------ Material to process ------

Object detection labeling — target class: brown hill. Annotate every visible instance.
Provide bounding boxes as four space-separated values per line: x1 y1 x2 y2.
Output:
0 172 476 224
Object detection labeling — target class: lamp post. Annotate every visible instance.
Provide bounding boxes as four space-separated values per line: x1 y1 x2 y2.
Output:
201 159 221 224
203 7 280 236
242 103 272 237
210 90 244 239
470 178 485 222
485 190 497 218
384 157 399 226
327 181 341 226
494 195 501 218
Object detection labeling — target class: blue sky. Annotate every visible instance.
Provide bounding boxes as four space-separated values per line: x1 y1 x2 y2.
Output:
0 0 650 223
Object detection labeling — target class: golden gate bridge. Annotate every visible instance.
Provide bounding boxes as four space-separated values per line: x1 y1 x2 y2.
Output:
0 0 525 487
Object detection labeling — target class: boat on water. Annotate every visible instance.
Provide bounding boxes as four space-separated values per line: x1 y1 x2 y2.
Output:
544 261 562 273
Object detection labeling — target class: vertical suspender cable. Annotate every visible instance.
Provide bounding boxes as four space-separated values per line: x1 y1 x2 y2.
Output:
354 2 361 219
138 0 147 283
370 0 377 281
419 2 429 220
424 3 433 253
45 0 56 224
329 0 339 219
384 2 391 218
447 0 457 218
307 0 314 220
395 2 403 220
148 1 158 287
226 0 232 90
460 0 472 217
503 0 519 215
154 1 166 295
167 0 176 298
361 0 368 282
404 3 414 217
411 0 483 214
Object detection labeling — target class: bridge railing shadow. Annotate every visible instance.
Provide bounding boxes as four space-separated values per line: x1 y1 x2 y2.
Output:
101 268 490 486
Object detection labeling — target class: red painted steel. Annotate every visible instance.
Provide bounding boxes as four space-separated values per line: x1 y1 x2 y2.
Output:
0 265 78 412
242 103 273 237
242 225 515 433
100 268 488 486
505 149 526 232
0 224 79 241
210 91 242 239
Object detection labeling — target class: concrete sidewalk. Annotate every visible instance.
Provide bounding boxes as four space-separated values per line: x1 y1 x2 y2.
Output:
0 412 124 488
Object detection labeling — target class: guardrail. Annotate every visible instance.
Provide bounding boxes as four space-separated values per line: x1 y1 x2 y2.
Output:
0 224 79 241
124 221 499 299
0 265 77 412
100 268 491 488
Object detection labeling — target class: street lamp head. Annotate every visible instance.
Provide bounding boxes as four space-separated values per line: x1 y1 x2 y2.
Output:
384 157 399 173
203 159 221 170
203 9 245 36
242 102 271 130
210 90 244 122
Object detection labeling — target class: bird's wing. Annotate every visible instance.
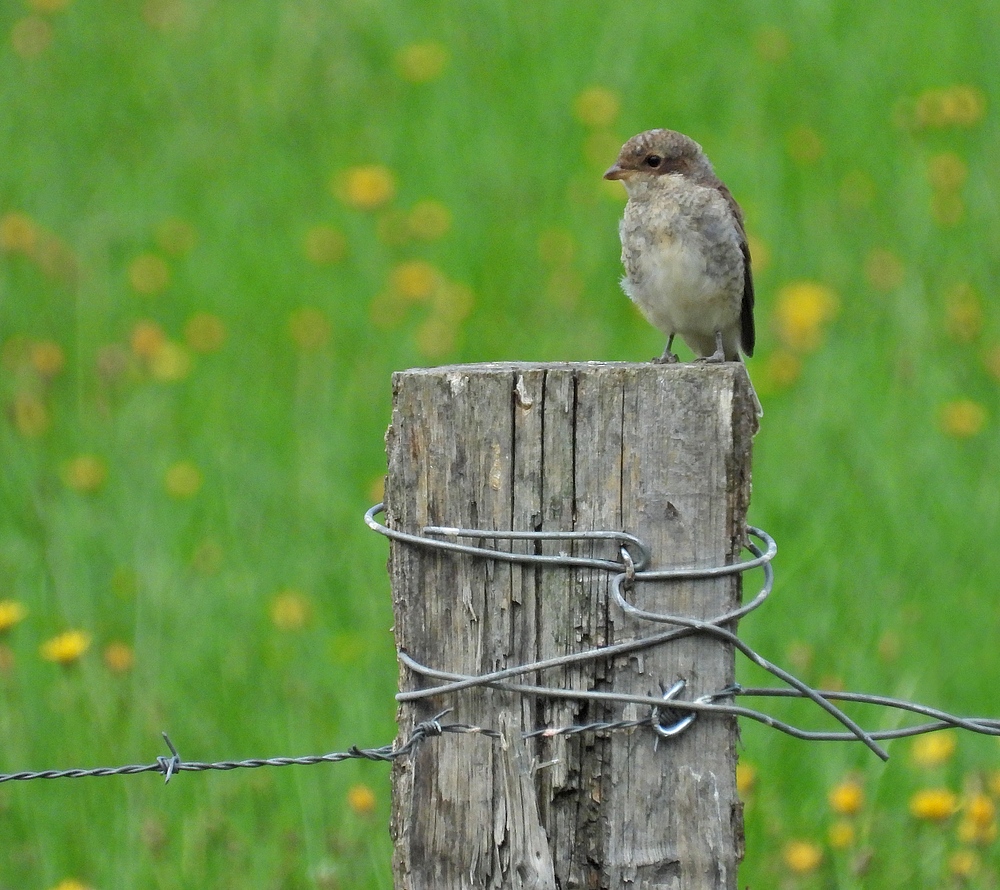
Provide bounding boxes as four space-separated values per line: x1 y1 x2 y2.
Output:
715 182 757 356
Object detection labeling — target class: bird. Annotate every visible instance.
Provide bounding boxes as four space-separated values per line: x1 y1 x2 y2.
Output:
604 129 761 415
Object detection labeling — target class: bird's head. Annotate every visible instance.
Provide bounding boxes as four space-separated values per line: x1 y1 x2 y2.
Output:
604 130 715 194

------
------ Material to process ------

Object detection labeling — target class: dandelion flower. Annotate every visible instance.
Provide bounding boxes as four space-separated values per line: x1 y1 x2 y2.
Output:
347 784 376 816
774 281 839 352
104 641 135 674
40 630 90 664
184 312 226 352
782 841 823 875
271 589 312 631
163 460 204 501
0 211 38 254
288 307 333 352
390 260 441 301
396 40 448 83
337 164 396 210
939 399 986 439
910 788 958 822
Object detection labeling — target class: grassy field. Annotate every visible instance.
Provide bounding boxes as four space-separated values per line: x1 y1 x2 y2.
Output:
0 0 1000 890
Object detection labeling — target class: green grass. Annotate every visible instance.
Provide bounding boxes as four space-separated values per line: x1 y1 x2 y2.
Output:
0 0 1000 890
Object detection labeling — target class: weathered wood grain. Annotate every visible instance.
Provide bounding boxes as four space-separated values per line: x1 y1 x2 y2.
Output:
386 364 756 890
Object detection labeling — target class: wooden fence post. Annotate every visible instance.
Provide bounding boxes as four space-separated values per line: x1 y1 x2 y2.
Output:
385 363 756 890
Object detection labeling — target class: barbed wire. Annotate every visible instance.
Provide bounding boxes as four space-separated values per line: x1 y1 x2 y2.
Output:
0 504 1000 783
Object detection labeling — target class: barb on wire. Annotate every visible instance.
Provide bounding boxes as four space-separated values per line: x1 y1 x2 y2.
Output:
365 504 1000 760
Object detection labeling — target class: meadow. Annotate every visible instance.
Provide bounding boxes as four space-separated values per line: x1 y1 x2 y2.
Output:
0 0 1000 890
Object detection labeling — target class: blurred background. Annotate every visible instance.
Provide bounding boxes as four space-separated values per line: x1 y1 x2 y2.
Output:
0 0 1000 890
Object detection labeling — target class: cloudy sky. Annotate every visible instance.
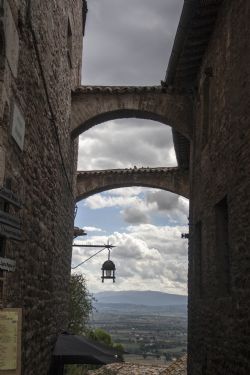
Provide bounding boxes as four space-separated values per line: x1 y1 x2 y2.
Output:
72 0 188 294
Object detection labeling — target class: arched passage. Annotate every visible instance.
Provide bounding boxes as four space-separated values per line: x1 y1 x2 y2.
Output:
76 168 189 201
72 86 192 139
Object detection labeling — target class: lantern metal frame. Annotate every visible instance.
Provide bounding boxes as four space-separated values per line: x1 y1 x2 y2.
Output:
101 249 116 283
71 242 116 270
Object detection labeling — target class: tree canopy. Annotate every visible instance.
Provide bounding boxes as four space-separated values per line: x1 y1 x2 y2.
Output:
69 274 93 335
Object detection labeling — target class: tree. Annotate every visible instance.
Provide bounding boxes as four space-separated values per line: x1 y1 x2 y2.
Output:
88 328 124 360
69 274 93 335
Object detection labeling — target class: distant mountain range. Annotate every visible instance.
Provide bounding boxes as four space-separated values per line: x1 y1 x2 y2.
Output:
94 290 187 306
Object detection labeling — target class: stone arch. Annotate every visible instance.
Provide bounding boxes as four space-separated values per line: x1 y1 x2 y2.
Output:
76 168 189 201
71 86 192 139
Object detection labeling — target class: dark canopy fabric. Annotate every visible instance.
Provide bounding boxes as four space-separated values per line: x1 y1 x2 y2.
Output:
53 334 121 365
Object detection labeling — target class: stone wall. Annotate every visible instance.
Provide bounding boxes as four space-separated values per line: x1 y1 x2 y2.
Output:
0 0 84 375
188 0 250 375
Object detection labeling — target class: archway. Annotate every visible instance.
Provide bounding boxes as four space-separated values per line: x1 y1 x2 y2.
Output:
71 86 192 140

------
------ Material to process ------

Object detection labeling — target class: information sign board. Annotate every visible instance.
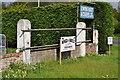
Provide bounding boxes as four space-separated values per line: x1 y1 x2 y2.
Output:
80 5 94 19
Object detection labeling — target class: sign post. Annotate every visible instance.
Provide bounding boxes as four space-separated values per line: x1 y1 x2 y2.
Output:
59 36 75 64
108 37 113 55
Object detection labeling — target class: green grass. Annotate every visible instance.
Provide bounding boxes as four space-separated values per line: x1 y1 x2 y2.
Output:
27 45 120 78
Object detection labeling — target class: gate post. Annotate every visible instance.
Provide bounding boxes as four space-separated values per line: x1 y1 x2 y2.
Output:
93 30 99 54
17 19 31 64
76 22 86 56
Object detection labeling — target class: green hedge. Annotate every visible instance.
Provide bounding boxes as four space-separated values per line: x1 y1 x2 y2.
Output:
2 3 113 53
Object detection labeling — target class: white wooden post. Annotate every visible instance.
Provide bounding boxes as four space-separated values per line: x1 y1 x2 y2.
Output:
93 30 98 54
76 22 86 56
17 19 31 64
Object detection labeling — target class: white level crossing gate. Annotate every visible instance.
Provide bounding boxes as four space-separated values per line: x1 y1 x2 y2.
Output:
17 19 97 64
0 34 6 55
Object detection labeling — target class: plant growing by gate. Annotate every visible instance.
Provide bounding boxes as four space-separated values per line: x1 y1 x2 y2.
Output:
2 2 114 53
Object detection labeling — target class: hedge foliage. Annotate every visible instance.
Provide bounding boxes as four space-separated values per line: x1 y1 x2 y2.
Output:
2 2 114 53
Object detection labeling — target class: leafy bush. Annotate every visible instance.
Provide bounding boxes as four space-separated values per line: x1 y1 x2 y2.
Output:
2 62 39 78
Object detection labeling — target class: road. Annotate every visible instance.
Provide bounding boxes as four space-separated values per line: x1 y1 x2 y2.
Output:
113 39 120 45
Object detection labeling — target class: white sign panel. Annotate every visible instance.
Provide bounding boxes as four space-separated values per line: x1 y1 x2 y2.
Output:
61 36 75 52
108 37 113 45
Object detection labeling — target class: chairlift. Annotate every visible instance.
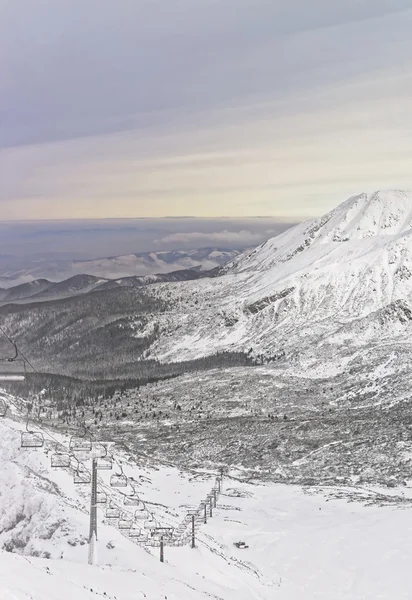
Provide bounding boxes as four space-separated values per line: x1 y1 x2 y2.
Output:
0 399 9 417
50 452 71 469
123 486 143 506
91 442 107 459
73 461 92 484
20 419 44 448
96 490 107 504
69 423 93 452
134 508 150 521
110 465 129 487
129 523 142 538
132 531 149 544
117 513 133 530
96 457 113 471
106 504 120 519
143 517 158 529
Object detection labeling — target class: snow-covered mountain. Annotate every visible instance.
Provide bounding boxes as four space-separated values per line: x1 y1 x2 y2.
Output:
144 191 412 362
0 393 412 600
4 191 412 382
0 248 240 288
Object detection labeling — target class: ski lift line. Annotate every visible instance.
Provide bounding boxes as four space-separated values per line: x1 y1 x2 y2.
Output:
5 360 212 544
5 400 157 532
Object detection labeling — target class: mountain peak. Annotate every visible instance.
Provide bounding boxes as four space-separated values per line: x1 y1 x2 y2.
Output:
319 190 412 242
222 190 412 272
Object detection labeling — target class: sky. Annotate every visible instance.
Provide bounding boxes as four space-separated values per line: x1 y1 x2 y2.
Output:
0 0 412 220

------

**Your objective**
Rescale the part of the records that opens with the line containing "Object detection labeling — target class: brown" and closes with the line containing "0 172 476 224", both lines included, by giving every line again with the requests unchanged. Multiply each bounding-box coordinate in the answers by 1.2 and round it to a whole number, with halves rounded up.

**Output of the exercise**
Object detection labeling — target class: brown hill. Annotate every visible instance.
Provide bounding boxes as four space-separated values per line: x1 y1 x2 y2.
Output:
0 206 571 269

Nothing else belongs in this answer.